Your objective >>
Count the lines in the material below that contain the word "background", with case counting, and give only the number.

Data for this task >>
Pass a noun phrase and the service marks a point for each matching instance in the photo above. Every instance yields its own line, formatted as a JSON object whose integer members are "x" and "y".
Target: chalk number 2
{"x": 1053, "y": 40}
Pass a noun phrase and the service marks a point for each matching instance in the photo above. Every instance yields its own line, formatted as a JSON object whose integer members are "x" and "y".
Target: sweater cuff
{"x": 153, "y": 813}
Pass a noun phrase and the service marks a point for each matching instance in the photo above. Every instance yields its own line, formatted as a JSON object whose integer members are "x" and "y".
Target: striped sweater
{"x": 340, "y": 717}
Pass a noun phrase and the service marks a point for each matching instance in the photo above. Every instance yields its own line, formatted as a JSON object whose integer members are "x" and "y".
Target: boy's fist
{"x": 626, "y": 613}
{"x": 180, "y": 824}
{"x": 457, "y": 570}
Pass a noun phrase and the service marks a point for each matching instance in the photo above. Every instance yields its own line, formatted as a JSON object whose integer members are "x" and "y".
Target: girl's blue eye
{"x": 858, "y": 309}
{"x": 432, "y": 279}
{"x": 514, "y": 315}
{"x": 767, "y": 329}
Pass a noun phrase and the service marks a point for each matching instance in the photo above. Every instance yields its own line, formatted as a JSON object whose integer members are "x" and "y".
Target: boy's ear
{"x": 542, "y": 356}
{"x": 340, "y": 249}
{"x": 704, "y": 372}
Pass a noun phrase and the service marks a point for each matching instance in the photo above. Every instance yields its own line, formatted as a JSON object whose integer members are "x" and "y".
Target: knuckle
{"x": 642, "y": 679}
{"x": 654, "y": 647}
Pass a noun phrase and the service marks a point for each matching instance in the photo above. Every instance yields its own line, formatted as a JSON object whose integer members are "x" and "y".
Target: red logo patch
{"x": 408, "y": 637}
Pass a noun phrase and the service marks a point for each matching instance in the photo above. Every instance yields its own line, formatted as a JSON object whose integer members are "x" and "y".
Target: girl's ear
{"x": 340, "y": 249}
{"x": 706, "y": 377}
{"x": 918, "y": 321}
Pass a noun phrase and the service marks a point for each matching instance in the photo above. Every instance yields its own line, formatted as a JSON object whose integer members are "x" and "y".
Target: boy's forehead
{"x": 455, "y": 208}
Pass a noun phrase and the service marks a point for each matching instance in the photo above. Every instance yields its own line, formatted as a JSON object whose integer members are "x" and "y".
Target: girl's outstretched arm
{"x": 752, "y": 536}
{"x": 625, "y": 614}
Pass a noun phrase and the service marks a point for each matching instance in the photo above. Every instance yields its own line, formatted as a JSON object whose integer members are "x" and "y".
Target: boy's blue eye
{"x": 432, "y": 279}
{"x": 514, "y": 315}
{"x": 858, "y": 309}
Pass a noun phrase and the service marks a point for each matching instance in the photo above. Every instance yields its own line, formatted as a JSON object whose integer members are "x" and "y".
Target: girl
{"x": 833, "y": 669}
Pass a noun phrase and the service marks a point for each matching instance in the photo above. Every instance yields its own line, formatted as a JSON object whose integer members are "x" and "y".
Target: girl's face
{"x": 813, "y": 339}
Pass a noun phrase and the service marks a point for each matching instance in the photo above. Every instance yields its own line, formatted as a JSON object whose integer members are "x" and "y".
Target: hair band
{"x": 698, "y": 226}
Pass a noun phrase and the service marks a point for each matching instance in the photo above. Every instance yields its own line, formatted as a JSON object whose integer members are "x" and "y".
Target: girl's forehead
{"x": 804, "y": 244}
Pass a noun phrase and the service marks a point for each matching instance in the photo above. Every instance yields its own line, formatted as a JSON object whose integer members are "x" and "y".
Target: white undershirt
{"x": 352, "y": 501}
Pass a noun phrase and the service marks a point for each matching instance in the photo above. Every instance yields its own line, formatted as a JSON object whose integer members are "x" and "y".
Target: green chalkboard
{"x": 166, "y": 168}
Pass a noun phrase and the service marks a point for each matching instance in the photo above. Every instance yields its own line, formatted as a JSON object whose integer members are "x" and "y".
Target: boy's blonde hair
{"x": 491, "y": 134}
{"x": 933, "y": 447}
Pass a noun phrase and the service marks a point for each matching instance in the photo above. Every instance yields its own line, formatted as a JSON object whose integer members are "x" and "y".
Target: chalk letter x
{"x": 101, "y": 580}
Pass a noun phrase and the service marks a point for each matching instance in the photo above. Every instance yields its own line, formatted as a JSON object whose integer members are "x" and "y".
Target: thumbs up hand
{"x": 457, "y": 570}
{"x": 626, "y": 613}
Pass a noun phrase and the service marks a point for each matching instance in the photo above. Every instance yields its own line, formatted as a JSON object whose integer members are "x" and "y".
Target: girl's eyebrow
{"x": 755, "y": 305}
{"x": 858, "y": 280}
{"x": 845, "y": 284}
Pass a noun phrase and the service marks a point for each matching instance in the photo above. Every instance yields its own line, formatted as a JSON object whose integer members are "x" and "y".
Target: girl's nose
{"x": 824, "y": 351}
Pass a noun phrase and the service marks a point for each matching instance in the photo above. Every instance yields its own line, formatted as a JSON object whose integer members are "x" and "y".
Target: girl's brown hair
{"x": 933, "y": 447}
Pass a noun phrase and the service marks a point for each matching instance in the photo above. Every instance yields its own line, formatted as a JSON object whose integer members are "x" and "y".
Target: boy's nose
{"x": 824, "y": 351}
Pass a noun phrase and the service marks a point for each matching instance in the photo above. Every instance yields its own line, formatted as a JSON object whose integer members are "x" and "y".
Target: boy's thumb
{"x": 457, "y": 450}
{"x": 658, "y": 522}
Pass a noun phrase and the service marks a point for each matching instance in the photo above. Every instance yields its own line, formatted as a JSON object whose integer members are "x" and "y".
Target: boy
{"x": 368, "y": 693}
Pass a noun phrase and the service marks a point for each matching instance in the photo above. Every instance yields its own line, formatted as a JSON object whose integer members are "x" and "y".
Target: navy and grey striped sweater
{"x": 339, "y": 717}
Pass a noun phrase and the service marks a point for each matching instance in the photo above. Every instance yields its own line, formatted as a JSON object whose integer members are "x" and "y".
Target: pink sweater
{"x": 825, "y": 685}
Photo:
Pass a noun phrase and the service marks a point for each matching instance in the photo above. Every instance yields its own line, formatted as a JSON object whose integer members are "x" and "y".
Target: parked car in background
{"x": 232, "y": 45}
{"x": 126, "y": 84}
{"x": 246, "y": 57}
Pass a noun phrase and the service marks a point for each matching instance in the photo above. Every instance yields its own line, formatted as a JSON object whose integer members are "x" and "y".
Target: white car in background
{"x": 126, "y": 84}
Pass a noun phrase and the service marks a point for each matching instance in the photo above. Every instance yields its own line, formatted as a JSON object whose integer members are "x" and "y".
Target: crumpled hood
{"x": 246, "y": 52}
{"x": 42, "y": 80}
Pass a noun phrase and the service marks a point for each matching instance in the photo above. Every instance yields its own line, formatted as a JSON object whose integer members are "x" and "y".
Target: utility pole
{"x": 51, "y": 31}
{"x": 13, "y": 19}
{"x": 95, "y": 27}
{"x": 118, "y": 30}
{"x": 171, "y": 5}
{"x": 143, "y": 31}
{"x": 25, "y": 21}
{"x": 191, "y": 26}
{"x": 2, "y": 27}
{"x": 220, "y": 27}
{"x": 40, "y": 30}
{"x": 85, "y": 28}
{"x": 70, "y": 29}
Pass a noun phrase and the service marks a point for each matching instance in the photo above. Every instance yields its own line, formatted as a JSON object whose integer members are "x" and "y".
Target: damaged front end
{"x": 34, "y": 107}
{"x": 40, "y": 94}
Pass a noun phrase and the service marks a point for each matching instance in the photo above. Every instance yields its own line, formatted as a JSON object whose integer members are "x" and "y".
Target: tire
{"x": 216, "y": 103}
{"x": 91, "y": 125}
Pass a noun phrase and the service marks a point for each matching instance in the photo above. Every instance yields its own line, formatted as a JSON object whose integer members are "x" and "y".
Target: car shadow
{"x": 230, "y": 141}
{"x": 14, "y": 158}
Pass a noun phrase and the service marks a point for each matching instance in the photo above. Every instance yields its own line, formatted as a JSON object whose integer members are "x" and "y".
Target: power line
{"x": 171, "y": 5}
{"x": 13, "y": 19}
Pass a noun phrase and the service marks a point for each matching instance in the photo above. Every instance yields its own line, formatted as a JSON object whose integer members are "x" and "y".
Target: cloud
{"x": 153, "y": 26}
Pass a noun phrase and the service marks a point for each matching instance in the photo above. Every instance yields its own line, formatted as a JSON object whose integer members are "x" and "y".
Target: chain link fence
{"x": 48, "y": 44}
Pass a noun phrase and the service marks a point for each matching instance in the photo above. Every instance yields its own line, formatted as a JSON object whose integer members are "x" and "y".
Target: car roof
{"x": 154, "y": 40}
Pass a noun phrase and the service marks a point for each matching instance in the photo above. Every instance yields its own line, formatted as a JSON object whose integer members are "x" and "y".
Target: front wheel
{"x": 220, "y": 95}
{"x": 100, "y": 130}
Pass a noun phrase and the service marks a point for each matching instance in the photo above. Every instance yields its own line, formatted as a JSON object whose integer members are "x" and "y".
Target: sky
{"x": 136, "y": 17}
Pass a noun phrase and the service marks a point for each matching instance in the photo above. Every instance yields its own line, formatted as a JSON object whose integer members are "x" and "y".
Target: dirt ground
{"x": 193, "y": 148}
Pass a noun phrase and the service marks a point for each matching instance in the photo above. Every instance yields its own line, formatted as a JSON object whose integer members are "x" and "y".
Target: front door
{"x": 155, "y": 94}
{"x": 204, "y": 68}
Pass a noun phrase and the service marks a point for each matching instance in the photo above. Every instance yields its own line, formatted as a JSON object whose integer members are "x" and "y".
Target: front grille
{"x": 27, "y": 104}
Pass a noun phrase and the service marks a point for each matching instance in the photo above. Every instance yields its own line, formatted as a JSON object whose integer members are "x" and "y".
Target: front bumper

Solution to the exercise >>
2